Teks Bacaan:
══════════
Model Pembelajaran dan Penilaian Otentik dalam Pembelajaran Matematika Kurikulum 2013

Hakikat matematika sebagai ilmu abstrak bagi kebanyakan siswa masih dianggap sebagai hal yang menakutkan. Begitu pula bagi para guru tidak mudah untuk menemukan strategi, model, pendekatan, metode, teknik pembelajaran yang tepat agar siswa dapat tertarik, mudah memahami, serta terampil dalam mempelajari matematika.

Strategi pembelajaran merupakan taktik yang digunakan guru agar pembelajaran terlaksana secara tepat sasaran. Strategi pembelajaran secara aplikatif dapat dibedakan menjadi dua kelompok, yaitu strategi langsung dan strategi tidak langsung. Strategi mana yang digunakan sehingga pelaksanaan pembelajaran dapat tepat sasaran sehingga tujuan pembelajaran dapat tercapai sangat tergantung pada keahlian guru. Agar siswa lebih cepat memahami materi biasanya digunakan strategi langsung. Sedangkan strategi tidak langsung
jenis kegiatannya tidak langsung menyentuh materi pembelajaran (Abidin : 2014). Dalam pembelajaran matematika strategi mana yang dipilih, guru harus jeli untuk menentukan yang dapat disesuaikan dengan materi yang akan dibahas. Demikian pula model pembelajaran yang akan dipilih.
══════════
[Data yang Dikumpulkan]
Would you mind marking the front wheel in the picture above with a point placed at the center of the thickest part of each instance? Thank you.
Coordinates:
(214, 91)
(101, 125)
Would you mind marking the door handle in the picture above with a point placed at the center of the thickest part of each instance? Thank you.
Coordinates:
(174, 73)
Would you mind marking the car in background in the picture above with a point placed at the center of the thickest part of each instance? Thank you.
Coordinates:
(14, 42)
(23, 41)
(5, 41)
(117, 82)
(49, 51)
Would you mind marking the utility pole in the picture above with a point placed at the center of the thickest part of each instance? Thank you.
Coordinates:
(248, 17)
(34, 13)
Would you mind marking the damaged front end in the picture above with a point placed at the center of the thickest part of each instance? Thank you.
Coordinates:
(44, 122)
══════════
Soal Tertulis:
Tolong sunting bagian bacaan tentang pembelajaran matematika dari "Hakikat matematika sebagai" hingga "dalam mempelajari matematika.", lalu ganti "menakutkan" dengan "menyulitkan". Daftar tersebut tidak diperlukan di sini.

Hasil Tugas:
Hakikat matematika sebagai ilmu abstrak bagi kebanyakan siswa masih dianggap sebagai hal yang menyulitkan. Begitu pula bagi para guru tidak mudah untuk menemukan strategi, model, pendekatan, metode, teknik pembelajaran yang tepat agar siswa dapat tertarik, mudah memahami, serta terampil dalam mempelajari matematika.